• _Your goal_
Restate each entry below without changing a word.
::: Records supplied :::
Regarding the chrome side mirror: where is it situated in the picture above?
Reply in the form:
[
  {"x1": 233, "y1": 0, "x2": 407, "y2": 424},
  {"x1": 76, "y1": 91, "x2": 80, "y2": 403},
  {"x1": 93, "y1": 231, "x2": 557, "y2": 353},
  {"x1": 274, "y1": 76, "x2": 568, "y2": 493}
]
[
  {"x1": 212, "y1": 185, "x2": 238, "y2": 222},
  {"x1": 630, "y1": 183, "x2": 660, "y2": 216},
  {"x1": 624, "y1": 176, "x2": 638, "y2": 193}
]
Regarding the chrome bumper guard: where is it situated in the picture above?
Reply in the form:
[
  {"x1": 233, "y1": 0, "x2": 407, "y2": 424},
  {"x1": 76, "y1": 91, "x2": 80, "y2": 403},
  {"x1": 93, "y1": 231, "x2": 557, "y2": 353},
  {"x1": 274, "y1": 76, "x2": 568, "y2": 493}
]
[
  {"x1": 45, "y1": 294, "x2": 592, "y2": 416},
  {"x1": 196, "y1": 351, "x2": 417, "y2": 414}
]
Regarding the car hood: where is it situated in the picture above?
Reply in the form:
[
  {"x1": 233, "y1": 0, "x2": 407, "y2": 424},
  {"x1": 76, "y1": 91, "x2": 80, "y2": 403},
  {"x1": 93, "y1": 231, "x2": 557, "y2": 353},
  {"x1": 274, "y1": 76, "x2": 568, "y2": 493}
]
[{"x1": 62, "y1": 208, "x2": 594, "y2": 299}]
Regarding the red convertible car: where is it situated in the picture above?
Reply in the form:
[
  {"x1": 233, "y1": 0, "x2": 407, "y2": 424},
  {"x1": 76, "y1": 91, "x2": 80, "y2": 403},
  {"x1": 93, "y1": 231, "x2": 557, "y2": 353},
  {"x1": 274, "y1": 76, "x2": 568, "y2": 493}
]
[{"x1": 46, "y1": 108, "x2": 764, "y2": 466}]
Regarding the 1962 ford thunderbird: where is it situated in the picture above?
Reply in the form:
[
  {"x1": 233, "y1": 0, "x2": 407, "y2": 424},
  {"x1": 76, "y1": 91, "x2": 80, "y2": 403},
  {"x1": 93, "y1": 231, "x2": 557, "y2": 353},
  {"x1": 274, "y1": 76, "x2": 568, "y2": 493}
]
:::
• _Solution below_
Regarding the chrome side mirror: where is it situated in the picture above?
Reply in the form:
[
  {"x1": 233, "y1": 0, "x2": 407, "y2": 424},
  {"x1": 76, "y1": 91, "x2": 80, "y2": 403},
  {"x1": 93, "y1": 231, "x2": 557, "y2": 353},
  {"x1": 274, "y1": 76, "x2": 568, "y2": 493}
]
[
  {"x1": 212, "y1": 185, "x2": 238, "y2": 222},
  {"x1": 630, "y1": 183, "x2": 660, "y2": 216},
  {"x1": 624, "y1": 176, "x2": 638, "y2": 193}
]
Regarding the chrome bumper guard: where is it situated in the picture above?
Reply in the form:
[
  {"x1": 233, "y1": 0, "x2": 407, "y2": 424},
  {"x1": 76, "y1": 91, "x2": 80, "y2": 403},
  {"x1": 93, "y1": 231, "x2": 557, "y2": 353},
  {"x1": 274, "y1": 76, "x2": 568, "y2": 493}
]
[
  {"x1": 45, "y1": 294, "x2": 592, "y2": 416},
  {"x1": 196, "y1": 351, "x2": 417, "y2": 414}
]
Regarding the car hood: where is it situated in the picture above?
Reply in the form:
[
  {"x1": 233, "y1": 0, "x2": 407, "y2": 424},
  {"x1": 76, "y1": 91, "x2": 80, "y2": 403},
  {"x1": 93, "y1": 231, "x2": 557, "y2": 353},
  {"x1": 274, "y1": 76, "x2": 568, "y2": 493}
]
[{"x1": 62, "y1": 208, "x2": 594, "y2": 299}]
Regarding the red convertible car: where is it situated in the picture above?
Reply in the form:
[
  {"x1": 233, "y1": 0, "x2": 407, "y2": 424},
  {"x1": 76, "y1": 91, "x2": 80, "y2": 403},
  {"x1": 93, "y1": 231, "x2": 557, "y2": 353},
  {"x1": 274, "y1": 76, "x2": 568, "y2": 493}
]
[{"x1": 46, "y1": 108, "x2": 764, "y2": 466}]
Regarding the 1962 ford thunderbird: where is it situated in the picture above?
Reply in the form:
[
  {"x1": 233, "y1": 0, "x2": 407, "y2": 424},
  {"x1": 76, "y1": 91, "x2": 80, "y2": 403},
  {"x1": 93, "y1": 231, "x2": 557, "y2": 353},
  {"x1": 274, "y1": 76, "x2": 568, "y2": 493}
]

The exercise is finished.